## [GOAL]
Change every "pixel coordinates" in the data below to "x-y coordinates" and reproduce the lines with nothing else altered.

<<<<

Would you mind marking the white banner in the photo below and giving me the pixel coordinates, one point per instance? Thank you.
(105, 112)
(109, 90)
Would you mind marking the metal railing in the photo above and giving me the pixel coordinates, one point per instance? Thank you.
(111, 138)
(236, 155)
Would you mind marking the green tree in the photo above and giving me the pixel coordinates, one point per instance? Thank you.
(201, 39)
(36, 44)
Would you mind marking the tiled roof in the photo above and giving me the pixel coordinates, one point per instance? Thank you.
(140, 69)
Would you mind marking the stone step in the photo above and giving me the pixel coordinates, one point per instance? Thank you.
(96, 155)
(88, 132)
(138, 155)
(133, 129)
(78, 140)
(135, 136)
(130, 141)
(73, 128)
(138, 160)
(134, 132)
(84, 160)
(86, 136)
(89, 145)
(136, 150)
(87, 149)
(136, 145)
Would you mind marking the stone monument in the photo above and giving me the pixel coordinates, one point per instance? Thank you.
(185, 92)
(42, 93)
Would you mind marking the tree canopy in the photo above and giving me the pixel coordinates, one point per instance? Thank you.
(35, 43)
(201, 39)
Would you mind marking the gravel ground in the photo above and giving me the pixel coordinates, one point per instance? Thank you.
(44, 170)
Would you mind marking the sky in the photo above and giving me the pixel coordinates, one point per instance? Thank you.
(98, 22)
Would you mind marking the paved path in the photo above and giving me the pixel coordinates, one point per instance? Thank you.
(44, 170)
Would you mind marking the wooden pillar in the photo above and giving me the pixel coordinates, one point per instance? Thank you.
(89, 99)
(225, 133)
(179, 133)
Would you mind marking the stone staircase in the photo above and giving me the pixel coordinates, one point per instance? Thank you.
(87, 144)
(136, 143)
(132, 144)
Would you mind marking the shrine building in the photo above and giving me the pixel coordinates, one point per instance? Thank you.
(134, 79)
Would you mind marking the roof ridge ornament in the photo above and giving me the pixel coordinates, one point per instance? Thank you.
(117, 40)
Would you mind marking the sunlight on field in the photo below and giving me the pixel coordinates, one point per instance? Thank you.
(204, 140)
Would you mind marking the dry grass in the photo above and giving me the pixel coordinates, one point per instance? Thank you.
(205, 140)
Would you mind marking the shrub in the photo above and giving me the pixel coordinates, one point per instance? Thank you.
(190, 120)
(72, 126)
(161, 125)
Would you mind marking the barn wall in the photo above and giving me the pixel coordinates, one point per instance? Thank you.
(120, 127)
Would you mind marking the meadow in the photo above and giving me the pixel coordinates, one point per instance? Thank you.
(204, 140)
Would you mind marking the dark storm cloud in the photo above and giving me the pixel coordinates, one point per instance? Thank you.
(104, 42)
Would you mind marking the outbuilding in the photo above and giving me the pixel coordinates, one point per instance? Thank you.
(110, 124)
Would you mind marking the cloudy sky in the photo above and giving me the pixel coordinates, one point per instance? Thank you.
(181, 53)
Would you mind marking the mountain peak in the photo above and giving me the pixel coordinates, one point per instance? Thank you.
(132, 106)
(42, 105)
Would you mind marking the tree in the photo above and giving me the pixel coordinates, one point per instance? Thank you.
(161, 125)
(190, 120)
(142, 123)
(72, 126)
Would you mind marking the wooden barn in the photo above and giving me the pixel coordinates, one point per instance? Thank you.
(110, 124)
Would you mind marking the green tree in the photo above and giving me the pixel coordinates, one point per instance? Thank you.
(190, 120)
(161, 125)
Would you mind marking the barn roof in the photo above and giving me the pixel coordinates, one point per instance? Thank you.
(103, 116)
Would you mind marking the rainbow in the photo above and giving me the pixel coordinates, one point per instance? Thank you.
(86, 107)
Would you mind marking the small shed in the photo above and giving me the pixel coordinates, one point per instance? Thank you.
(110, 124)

>>>>

## [RESULT FOR THIS EXERCISE]
Would you mind marking the white banner in the photo below and giving me the x-y coordinates, one point per instance? Thank you.
(105, 112)
(109, 90)
Would you mind marking the metal railing in the photo above and giving me the x-y coordinates, one point per instance? Thank you.
(111, 138)
(236, 155)
Would you mind marking the green tree in the photo above and giving me the x-y coordinates, one point per instance? Thank you.
(201, 39)
(36, 44)
Would you mind marking the tiled roof in the photo above and giving me the x-y coordinates, one point per instance? Thank you.
(140, 69)
Would you mind marking the stone step in the photo above and giving me the x-y coordinates, one point per instance? Thank you.
(96, 155)
(88, 132)
(138, 155)
(133, 129)
(78, 140)
(135, 136)
(130, 141)
(73, 128)
(138, 160)
(134, 132)
(84, 160)
(86, 136)
(89, 145)
(136, 150)
(87, 149)
(136, 145)
Would you mind marking the stone monument in the photo above and giving me the x-y coordinates, one point per instance? Thank you.
(185, 92)
(42, 93)
Would you mind marking the tree canopy in the photo above and giving me the x-y coordinates, one point per instance? Thank you.
(35, 43)
(201, 39)
Would you mind marking the gravel ground in the photo above and giving me the x-y coordinates, one point per instance? Thank you.
(44, 170)
Would you mind marking the sky in the photo above and giving me the x-y coordinates, one point per instance? Thank you.
(98, 22)
Would you mind marking the paved path in the photo above and giving me the x-y coordinates, one point per instance? Thank you.
(44, 170)
Would you mind marking the wooden pillar in the photo above and giving me the x-y coordinates, one point per instance? Thank you.
(89, 99)
(225, 133)
(179, 133)
Would you mind marking the stone staircase in the photo above and giving me the x-y coordinates, one point per instance? Thank you.
(87, 144)
(136, 143)
(132, 144)
Would you mind marking the shrine building in the photo above and giving me the x-y coordinates, one point per instance? Thank you.
(134, 79)
Would you mind marking the roof ridge ornament in the photo above and giving me the x-y coordinates, one point per instance? Thank you.
(117, 40)
Would you mind marking the sunlight on field in the photo below and giving me the x-y coordinates, one point per instance? Thank you.
(204, 140)
Would you mind marking the dry grass in the photo above and giving me the x-y coordinates, one point per instance? Thank you.
(205, 140)
Would you mind marking the shrub in the photo above and giving me the x-y coordinates, one point per instance? Thank you.
(190, 120)
(72, 126)
(161, 125)
Would you mind marking the barn wall in the photo above and giving me the x-y coordinates, one point per instance? Thank you.
(120, 127)
Would you mind marking the meadow in the photo above and giving me the x-y coordinates, one point per instance? Thank you.
(204, 140)
Would you mind marking the dark storm cloud in the photo above and giving me the x-y coordinates, one point per instance? Thank you.
(104, 42)
Would you mind marking the outbuilding in the photo above and giving me the x-y coordinates, one point per instance? Thank you.
(110, 124)
Would you mind marking the cloudy sky in the photo above and giving me the x-y coordinates, one point per instance? Thank you.
(181, 53)
Would you mind marking the mountain peak in the photo above and giving me the x-y coordinates, one point per instance? Thank you.
(132, 106)
(42, 105)
Would you mind marking the tree in the photo above and giving me the x-y coordinates, one point per instance? Thank you.
(161, 125)
(190, 120)
(142, 123)
(72, 126)
Would you mind marking the wooden barn in the photo above and giving me the x-y coordinates, one point per instance? Thank you.
(110, 124)
Would you mind marking the green tree in the photo above and giving me the x-y coordinates, one point per instance? Thank you.
(190, 120)
(161, 125)
Would you mind marking the barn roof in the photo above and giving me the x-y coordinates, one point per instance? Thank you.
(103, 116)
Would you mind marking the rainbow in the photo above and giving me the x-y coordinates, one point per instance? Thank you.
(86, 107)
Would you mind marking the small shed in the photo above and giving me the x-y coordinates, one point per instance? Thank you.
(110, 124)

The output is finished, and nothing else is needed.